(Rows from a pointing dataset)
====================

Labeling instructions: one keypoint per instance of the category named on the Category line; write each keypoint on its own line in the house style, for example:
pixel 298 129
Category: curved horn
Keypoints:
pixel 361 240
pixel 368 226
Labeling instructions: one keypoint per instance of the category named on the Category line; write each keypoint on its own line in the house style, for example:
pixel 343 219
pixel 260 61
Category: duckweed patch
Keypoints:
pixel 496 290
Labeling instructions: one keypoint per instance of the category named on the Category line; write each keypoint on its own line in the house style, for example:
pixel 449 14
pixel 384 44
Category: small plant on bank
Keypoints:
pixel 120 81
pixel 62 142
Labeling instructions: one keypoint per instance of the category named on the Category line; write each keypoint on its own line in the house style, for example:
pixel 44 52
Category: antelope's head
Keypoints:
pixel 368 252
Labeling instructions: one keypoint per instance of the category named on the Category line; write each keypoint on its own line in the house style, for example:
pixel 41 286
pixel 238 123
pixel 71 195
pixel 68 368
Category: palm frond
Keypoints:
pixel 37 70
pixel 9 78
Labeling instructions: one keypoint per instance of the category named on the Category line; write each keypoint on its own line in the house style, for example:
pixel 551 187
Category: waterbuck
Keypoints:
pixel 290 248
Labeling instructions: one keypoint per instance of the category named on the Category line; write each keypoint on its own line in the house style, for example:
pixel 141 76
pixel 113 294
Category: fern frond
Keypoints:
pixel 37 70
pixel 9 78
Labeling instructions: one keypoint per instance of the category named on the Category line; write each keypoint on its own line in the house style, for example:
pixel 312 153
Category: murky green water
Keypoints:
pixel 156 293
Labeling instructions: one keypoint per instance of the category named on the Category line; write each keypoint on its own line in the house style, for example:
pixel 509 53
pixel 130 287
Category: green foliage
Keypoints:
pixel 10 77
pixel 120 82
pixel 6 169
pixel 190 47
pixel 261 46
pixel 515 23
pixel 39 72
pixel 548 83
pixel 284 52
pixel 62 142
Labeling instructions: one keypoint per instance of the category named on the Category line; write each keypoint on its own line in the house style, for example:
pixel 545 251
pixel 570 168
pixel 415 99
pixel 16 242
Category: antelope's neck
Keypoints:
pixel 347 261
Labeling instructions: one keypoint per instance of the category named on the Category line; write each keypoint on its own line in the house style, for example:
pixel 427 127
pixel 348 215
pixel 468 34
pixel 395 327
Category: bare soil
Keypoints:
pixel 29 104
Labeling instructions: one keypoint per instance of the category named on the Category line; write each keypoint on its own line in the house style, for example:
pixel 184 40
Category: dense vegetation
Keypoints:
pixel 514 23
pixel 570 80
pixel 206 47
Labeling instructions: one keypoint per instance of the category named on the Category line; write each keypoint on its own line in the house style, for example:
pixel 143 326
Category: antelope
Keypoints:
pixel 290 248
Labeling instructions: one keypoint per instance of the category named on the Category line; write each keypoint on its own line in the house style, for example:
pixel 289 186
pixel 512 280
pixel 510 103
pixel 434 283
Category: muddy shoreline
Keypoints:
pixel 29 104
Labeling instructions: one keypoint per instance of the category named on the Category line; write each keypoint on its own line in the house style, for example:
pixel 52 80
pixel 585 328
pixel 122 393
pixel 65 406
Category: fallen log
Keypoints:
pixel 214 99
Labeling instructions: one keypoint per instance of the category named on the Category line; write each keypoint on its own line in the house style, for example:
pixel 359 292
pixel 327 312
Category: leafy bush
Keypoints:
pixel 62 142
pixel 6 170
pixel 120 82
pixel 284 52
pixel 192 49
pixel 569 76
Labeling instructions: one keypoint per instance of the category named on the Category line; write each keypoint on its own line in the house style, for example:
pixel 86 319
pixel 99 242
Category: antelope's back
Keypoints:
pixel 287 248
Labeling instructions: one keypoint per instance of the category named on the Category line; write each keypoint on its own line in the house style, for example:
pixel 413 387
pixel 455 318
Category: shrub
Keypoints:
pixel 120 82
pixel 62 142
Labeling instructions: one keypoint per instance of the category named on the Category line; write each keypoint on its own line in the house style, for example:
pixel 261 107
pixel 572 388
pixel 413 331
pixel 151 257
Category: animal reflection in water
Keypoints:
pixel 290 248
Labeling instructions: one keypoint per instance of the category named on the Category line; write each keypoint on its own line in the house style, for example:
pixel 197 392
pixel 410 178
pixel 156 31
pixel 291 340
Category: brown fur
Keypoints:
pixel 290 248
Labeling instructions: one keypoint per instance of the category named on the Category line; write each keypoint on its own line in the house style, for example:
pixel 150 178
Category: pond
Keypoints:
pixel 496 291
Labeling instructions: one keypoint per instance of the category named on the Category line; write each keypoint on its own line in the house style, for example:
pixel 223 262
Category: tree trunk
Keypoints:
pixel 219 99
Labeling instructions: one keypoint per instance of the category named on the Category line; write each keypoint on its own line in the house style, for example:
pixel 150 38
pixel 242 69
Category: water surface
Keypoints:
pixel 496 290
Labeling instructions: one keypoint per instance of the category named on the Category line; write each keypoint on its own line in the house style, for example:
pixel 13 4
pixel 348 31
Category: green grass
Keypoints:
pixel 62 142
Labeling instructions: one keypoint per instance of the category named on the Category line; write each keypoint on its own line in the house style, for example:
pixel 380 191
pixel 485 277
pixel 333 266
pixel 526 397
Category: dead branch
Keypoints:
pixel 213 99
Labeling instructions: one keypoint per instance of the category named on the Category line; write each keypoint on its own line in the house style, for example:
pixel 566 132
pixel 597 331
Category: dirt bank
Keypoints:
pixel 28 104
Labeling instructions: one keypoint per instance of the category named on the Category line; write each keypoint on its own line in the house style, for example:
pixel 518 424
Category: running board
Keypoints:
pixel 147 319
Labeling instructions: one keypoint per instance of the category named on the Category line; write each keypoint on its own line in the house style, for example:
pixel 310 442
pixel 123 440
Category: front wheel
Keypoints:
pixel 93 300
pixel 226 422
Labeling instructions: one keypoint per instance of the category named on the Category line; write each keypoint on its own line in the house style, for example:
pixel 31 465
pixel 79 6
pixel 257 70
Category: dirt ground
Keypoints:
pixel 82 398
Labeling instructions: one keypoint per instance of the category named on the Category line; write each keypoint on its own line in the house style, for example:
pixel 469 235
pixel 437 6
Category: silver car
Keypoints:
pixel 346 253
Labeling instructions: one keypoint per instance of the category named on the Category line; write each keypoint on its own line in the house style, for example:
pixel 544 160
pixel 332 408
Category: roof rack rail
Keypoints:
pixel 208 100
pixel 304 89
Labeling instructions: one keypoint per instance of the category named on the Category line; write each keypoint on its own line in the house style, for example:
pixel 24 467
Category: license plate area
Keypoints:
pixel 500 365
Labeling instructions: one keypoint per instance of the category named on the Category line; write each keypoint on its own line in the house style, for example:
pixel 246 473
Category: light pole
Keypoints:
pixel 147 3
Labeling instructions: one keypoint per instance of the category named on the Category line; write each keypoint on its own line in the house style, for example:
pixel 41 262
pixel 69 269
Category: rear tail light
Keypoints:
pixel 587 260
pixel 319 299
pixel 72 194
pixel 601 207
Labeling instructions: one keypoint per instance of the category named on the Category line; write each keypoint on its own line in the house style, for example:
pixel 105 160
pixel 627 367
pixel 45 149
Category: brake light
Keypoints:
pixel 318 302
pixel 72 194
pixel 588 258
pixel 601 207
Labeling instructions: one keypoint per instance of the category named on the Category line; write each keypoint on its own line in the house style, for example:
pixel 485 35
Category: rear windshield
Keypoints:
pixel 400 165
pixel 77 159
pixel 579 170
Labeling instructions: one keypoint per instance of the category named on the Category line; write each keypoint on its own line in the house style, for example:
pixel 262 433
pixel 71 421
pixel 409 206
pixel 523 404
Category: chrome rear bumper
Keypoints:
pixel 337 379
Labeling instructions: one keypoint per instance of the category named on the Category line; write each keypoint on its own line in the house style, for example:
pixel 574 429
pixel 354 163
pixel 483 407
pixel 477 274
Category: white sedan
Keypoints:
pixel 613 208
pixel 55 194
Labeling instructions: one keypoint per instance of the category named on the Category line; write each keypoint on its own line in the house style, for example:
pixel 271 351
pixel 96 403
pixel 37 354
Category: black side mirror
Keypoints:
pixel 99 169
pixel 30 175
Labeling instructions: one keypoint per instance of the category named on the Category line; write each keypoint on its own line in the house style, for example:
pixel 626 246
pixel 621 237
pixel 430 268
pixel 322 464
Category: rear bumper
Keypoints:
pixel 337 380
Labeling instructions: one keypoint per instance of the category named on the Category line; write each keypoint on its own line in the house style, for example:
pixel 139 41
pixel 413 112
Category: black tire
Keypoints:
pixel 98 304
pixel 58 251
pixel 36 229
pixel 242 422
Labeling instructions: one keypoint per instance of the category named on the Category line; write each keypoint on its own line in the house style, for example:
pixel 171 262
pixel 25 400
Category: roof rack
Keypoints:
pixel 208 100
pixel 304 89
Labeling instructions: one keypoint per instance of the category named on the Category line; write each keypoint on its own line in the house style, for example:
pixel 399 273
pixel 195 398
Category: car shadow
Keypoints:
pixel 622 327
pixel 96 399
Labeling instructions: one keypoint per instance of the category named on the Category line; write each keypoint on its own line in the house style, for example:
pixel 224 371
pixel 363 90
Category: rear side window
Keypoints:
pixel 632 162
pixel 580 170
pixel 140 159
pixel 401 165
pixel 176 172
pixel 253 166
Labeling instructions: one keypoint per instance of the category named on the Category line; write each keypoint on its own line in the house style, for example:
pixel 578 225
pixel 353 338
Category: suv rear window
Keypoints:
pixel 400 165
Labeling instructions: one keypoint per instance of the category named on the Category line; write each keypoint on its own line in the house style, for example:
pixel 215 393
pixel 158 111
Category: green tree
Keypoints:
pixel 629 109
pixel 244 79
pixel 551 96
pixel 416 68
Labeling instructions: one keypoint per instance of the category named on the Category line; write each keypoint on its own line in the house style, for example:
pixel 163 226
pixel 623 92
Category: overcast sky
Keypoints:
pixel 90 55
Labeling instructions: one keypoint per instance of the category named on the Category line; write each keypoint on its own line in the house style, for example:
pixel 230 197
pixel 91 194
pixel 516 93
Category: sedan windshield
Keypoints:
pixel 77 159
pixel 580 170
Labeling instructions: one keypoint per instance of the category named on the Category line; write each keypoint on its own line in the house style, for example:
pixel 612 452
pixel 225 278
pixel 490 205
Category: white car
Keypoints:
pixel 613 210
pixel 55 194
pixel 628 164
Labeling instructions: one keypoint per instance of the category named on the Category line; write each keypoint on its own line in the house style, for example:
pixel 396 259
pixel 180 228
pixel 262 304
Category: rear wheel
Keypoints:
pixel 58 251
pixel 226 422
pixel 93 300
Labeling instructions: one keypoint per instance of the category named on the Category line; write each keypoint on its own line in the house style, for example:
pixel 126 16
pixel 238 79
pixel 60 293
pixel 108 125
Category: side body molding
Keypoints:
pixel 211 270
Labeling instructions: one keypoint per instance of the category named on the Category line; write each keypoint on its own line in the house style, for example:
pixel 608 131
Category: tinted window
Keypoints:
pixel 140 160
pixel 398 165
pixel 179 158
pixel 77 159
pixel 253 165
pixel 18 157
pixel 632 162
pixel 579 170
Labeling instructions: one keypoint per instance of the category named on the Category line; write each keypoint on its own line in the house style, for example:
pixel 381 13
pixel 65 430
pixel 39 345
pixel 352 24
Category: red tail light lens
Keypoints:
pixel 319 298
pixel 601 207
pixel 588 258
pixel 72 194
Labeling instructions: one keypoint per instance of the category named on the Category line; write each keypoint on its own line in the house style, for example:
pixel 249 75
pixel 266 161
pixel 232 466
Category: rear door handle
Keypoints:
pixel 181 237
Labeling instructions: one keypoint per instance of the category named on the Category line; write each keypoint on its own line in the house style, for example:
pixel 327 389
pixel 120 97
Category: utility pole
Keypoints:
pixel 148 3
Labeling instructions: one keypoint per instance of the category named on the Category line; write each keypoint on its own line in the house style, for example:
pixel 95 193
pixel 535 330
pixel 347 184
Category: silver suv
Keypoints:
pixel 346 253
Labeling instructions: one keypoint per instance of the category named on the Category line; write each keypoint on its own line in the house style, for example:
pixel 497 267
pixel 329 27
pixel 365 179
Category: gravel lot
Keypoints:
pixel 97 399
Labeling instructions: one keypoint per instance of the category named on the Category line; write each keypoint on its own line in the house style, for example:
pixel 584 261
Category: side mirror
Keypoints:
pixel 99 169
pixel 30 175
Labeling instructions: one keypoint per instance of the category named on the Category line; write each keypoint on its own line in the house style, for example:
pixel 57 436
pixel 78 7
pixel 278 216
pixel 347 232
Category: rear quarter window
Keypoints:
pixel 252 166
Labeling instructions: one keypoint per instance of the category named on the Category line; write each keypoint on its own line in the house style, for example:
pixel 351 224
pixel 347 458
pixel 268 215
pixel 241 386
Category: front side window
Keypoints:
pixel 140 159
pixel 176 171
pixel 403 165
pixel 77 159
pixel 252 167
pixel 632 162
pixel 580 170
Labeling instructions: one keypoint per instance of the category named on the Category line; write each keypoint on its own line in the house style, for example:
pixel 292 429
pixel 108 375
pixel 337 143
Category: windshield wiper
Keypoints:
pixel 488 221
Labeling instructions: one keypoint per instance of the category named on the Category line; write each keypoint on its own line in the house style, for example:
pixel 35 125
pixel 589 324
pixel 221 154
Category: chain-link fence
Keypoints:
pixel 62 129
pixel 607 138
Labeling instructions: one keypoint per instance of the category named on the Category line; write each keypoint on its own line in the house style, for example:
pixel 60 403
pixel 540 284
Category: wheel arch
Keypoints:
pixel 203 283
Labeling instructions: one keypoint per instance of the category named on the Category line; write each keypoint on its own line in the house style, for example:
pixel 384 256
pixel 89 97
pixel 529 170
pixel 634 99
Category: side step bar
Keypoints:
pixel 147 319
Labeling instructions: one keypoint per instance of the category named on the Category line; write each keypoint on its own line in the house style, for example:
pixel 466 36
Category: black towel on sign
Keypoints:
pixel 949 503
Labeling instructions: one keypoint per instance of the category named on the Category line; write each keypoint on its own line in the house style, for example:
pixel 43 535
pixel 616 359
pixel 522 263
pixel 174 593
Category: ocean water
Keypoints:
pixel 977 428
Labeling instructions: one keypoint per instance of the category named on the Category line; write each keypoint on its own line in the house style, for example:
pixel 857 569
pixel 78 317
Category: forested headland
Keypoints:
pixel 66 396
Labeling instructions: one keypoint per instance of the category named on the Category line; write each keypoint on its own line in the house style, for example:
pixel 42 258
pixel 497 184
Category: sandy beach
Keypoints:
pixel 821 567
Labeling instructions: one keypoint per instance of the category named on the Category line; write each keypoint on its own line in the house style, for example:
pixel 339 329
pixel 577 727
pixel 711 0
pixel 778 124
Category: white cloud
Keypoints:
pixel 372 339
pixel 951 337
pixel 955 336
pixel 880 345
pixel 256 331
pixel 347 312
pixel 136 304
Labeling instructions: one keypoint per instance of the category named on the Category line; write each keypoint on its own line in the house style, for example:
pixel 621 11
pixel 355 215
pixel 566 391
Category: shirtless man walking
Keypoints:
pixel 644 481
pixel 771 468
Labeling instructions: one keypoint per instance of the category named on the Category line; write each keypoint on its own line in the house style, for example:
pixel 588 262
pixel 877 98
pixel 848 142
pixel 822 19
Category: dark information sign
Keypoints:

====================

Task to complete: Collect every line of the listing above that contains the string "antelope", and give each one on its own line.

Output for this task:
Category: antelope's head
Category: antelope's neck
Category: antelope
Category: antelope's back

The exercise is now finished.